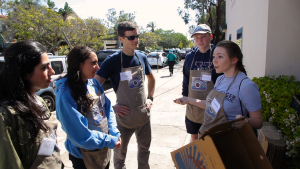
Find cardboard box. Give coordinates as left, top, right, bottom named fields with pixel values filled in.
left=171, top=119, right=272, bottom=169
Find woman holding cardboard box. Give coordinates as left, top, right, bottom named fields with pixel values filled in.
left=174, top=40, right=263, bottom=136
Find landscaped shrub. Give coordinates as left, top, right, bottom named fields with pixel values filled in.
left=252, top=75, right=300, bottom=168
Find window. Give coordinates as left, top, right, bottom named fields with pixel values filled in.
left=236, top=27, right=243, bottom=49
left=51, top=61, right=63, bottom=75
left=237, top=27, right=243, bottom=39
left=229, top=34, right=232, bottom=41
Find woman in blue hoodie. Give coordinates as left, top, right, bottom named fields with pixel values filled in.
left=55, top=46, right=121, bottom=169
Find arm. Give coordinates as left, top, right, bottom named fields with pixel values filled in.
left=235, top=82, right=263, bottom=129
left=182, top=59, right=189, bottom=96
left=173, top=96, right=206, bottom=109
left=56, top=92, right=118, bottom=149
left=95, top=74, right=106, bottom=85
left=146, top=72, right=155, bottom=98
left=235, top=110, right=263, bottom=129
left=145, top=72, right=155, bottom=111
left=0, top=108, right=24, bottom=169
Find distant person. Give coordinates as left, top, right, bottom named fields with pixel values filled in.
left=0, top=40, right=62, bottom=168
left=167, top=50, right=177, bottom=76
left=55, top=46, right=121, bottom=169
left=175, top=40, right=263, bottom=136
left=182, top=24, right=223, bottom=142
left=95, top=21, right=155, bottom=169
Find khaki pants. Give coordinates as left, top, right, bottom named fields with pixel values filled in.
left=113, top=120, right=151, bottom=169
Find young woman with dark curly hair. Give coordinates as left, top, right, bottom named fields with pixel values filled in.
left=55, top=46, right=121, bottom=169
left=0, top=40, right=62, bottom=169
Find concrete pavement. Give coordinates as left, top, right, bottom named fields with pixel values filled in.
left=57, top=61, right=190, bottom=169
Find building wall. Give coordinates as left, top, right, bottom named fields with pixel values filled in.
left=265, top=0, right=300, bottom=80
left=226, top=0, right=269, bottom=79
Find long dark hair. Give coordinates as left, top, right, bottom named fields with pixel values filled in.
left=0, top=40, right=49, bottom=141
left=216, top=40, right=247, bottom=75
left=65, top=46, right=95, bottom=114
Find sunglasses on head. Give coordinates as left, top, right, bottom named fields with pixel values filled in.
left=123, top=35, right=139, bottom=40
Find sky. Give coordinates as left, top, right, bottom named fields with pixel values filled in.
left=52, top=0, right=197, bottom=38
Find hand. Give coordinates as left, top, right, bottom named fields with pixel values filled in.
left=233, top=115, right=248, bottom=129
left=173, top=97, right=189, bottom=105
left=115, top=137, right=121, bottom=148
left=113, top=104, right=130, bottom=117
left=145, top=99, right=153, bottom=111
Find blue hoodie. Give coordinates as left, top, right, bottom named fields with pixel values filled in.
left=54, top=78, right=120, bottom=158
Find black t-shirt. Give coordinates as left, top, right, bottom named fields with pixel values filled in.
left=96, top=51, right=151, bottom=93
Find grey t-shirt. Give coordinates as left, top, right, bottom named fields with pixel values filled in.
left=214, top=72, right=262, bottom=121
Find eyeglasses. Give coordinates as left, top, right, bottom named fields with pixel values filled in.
left=123, top=35, right=139, bottom=40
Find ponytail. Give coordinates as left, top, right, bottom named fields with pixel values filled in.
left=216, top=40, right=247, bottom=75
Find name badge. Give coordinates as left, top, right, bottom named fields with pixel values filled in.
left=37, top=137, right=56, bottom=156
left=120, top=71, right=132, bottom=81
left=211, top=98, right=221, bottom=113
left=202, top=74, right=211, bottom=81
left=100, top=93, right=106, bottom=106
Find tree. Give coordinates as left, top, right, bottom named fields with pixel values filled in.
left=105, top=8, right=136, bottom=39
left=4, top=4, right=66, bottom=50
left=155, top=29, right=190, bottom=49
left=178, top=0, right=226, bottom=45
left=146, top=22, right=156, bottom=32
left=138, top=32, right=160, bottom=51
left=46, top=0, right=57, bottom=11
left=58, top=2, right=73, bottom=21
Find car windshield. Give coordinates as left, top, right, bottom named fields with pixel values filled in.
left=97, top=52, right=115, bottom=61
left=179, top=50, right=186, bottom=53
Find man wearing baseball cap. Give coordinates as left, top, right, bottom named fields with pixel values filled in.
left=182, top=24, right=222, bottom=142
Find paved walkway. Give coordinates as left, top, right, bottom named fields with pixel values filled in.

_ _ _

Work task:
Would you provide an exact, picture-free copy of the data above?

Finished task:
Find cardboard box. Give coordinates as left, top, right, bottom named fields with pixel values filled in.
left=171, top=119, right=272, bottom=169
Find woman holding cardboard box. Give coordinates as left, top, right, bottom named fields with pixel values filled in.
left=174, top=40, right=263, bottom=136
Find landscaped shrub. Give coordinates as left, top, right, bottom named fields with pixel values filled in.
left=252, top=75, right=300, bottom=168
Find window. Give coordinates as left, top, right, bottom named fields with pixel values filled in.
left=236, top=27, right=243, bottom=49
left=51, top=61, right=63, bottom=75
left=237, top=27, right=243, bottom=39
left=229, top=34, right=232, bottom=41
Find woman in blue hoodie. Give coordinates as left, top, right, bottom named fields with pixel values filled in.
left=55, top=46, right=121, bottom=169
Find arm. Give coordinates as left, top, right, bottom named fields with pixel values filled in.
left=235, top=82, right=263, bottom=129
left=182, top=59, right=189, bottom=96
left=173, top=96, right=206, bottom=109
left=56, top=92, right=118, bottom=149
left=95, top=74, right=106, bottom=85
left=146, top=72, right=155, bottom=98
left=235, top=110, right=263, bottom=129
left=145, top=72, right=155, bottom=111
left=0, top=108, right=24, bottom=169
Find distant person. Give coordinates as left, top, right, bottom named fields with pixel values filled in.
left=0, top=40, right=62, bottom=168
left=167, top=50, right=177, bottom=76
left=55, top=46, right=121, bottom=169
left=175, top=40, right=263, bottom=136
left=182, top=24, right=223, bottom=142
left=95, top=21, right=155, bottom=169
Find khaki pants. Give coordinates as left, top, right, bottom named fields with pixel values filled in.
left=113, top=120, right=151, bottom=169
Find young woman with dark curly hair. Give coordinates as left, top, right, bottom named fields with pixel values filled in.
left=55, top=46, right=121, bottom=169
left=0, top=40, right=62, bottom=169
Find concrete pavement. Give coordinates as left, top, right, bottom named fields with pixel values filled in.
left=57, top=61, right=190, bottom=169
Find building wall. Give coordinates as left, top, right, bottom named fields with pixel values filled in.
left=265, top=0, right=300, bottom=80
left=226, top=0, right=269, bottom=79
Find long dark hair. Give coordinates as left, top, right, bottom named fields with pixel values filled in.
left=0, top=40, right=49, bottom=141
left=216, top=40, right=247, bottom=75
left=65, top=46, right=95, bottom=114
Find sunglasses on head. Give coordinates as left, top, right, bottom named fields with pixel values filled in.
left=123, top=35, right=139, bottom=40
Find sky. Give coordinates as left, top, right, bottom named fields with pixel values filled in.
left=52, top=0, right=197, bottom=38
Find hand. Give coordinates as left, top, right, bottom named fields with pixel values filled in.
left=233, top=115, right=248, bottom=129
left=173, top=97, right=189, bottom=105
left=115, top=137, right=121, bottom=148
left=113, top=104, right=130, bottom=117
left=145, top=99, right=153, bottom=111
Find blue hoodie. Give coordinates as left, top, right, bottom named fields with pixel values filled in.
left=54, top=78, right=120, bottom=158
Find black t-shirt. Give coordinates as left, top, right, bottom named fields with pixel values filled in.
left=96, top=51, right=151, bottom=93
Find grey t-shirt. Give coordinates as left, top, right, bottom named fields with pixel values filled in.
left=214, top=72, right=262, bottom=121
Find eyeglasses. Give coordinates as left, top, right, bottom named fields with pixel values filled in.
left=123, top=35, right=139, bottom=40
Find ponytail. Give coordinates as left, top, right, bottom named fields with pixel values filled in.
left=216, top=40, right=247, bottom=75
Find name badge. Give coordinates as left, top, right, bottom named fields with pixel values filled in.
left=37, top=137, right=56, bottom=156
left=120, top=71, right=132, bottom=81
left=211, top=98, right=221, bottom=113
left=202, top=74, right=211, bottom=81
left=100, top=93, right=106, bottom=106
Find tree. Give coordinates as left, top, right, bottom named fields with pixel values filled in.
left=105, top=8, right=136, bottom=39
left=4, top=4, right=66, bottom=50
left=155, top=29, right=190, bottom=49
left=178, top=0, right=226, bottom=45
left=146, top=22, right=156, bottom=32
left=138, top=32, right=160, bottom=51
left=46, top=0, right=57, bottom=11
left=58, top=2, right=73, bottom=21
Find car windshield. Give coordinates as left, top, right, bottom named fields with pixel values filled in.
left=97, top=52, right=115, bottom=61
left=179, top=50, right=186, bottom=53
Find man wearing baseball cap. Give coordinates as left, top, right, bottom named fields with pixel values filled in.
left=182, top=24, right=222, bottom=142
Find paved walkway. Give coordinates as left, top, right, bottom named fields with pixel values filled in.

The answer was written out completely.